Quoted passage ->
Start
There’s a joke that’s often told in the South about a hunter on the line with the local emergency services after the buddy who is with him while stalking deer has a heart attack. He tells the woman on the line, “Bubba’s dead,” to which the woman responds, “Well, sir, make sure that Bubba is in fact dead.” The next thing she hears is a gunshot and the hunter saying, “Yup!”

I always thought this was a joke about Southern stereotypes, but now I think it’s about Southern politics and the state’s Faulknerian inability to accept death, taxes and reality. Roy and Kayla Moore, Bubba’s dead. Stop shooting him.

Because while the rest of you read, Alabama Jews are sitting here with the corpse of this election. Thanks to the election, we’ve all seen what happens in Alabama. Half our population proved to the world that they’re okay with child predation as long as it ensures there won’t be abortions on our soil.

I spent many hours on the search for Moore’s Attorney Who Is A Jew. You may have read my account of the hours of digging I did to find the attorney; of my coffee, sweat and tears as I read case depositions of the Foundation for Moral Law, in search of Jewish lawyers; how I tried to call Kayla Moore several times, only to be hung up on after she had texted me to try again later; how I looked up funeral records using surnames for lawyers in the state of Alabama in hopes of finding relatives in Jewish cemeteries; how I came to quickly doubt my search terms and ended up asking very heavy questions, like who is a Jew, anyway, at least according the Moores.

And just when I thought I had the guy, just when the stars aligned, just when God graced me with clarity, the Moores spoke out. Who is a Jew according to the Moores? A man who was born Jewish but has lived more than half his life as an evangelical Christian.

A convert had been a gut feeling when I first wrote about this, but because this guy is a bit off the radar, I didn’t find him. He works for the Moore’s foundation but his name isn’t on the website.

Then I hit on Richard Jaffe, who is one of the Moores’ Jewish Attorneys, too, even if Kayla Moore says he wasn’t the one she meant. I wanted so badly to believe he was the guy. And even though it’s naive to believe Kayla Moore would publicly praise — even in such an clunky, graceless way — this community that I love so much, I still believe that that altruism is where Southern values and Jewish values meet. As Jews, we should hope desperately for the best, for the positive, for the good. As people living in the world of 2018, with the rise of the “alt-right,” the influence of known white supremacists, and the open embrace of neo-Nazi philosophy among politicians given legitimacy in their districts, this is foolish. I know this. I was suspended from an Alabama public school for punching a kid on a bus who had called me a “stupid Jew.”

The Moores said they were afraid that people thought they were Nazis because of Kayla Moore’s “Jewish attorney” comment. Oh, Kayla. That was only the cherry on top of this very unsettling sundae. Could she not put aside whatever pride is driving her saga and pretend she meant Jaffe, who is a great guy and an Alabama citizen?

Since the previous theory about Jaffe being the man in question, I have received countless messages, emails, texts, phone calls and Post-its on my desk from Jews across the South telling me they thought Kayla Moore was lying the whole time. That my quest was in vain and too enthusiastic, too optimistic. That there wasn’t a Jewish lawyer. Or if there were, he wouldn’t be comfortable in a minyan. Of course, in the end, we were all correct about that.
End
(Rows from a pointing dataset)
Start
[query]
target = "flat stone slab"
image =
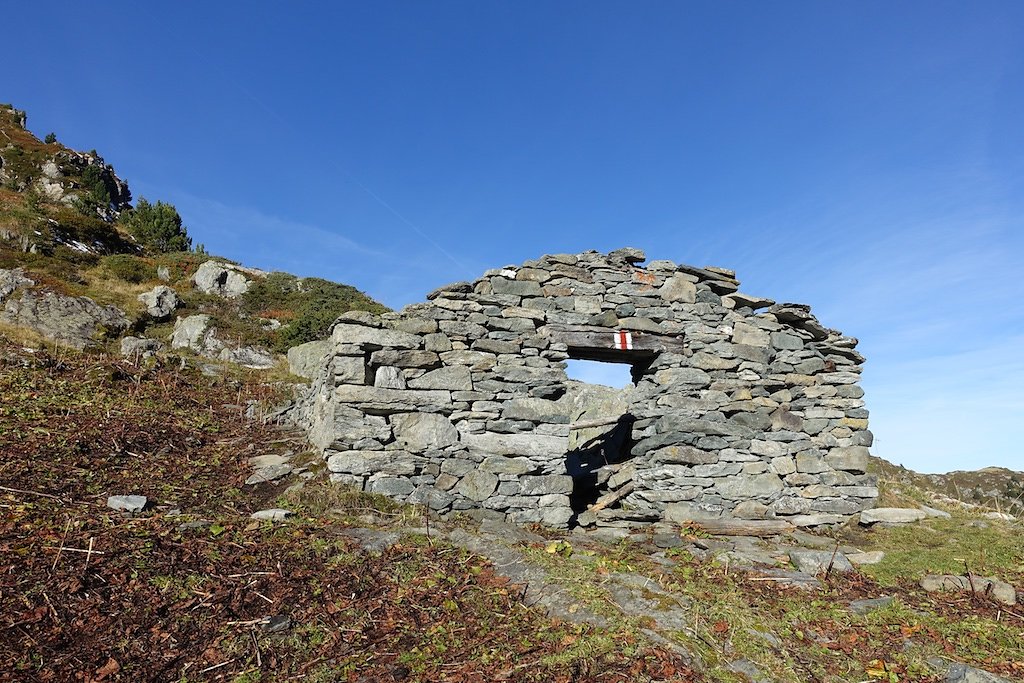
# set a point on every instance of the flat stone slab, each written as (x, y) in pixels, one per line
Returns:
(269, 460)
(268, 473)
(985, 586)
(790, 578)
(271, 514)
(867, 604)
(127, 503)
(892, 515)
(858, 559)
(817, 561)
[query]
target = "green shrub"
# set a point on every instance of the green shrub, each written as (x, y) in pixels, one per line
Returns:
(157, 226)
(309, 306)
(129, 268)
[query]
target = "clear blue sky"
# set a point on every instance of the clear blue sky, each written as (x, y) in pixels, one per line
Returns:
End
Start
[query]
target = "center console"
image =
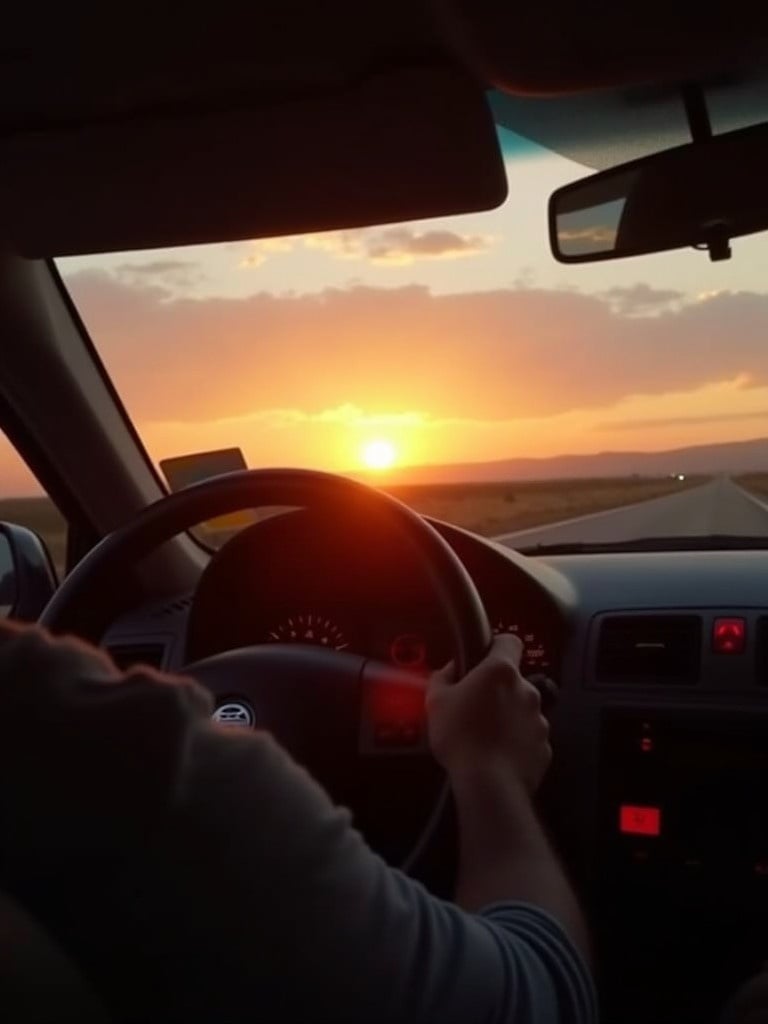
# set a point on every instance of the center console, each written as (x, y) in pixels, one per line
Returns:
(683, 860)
End
Written request 1 -> Name every form of communication that the essay about the Moores' Jewish attorney says its writer received from Jews across the South.
Written request 2 -> Filter the listing down to the lines that contain the string "stone", treating uppercase and lowercase as different.
The essay and the listing are unrelated material.

Correct response 1 -> Messages, emails, texts, phone calls, and Post-its on the desk.

Correct response 2 ->
target = "flat stone slab"
# set a point on every instance of the flat stone slab, each written as (x, y) in pixels, one per line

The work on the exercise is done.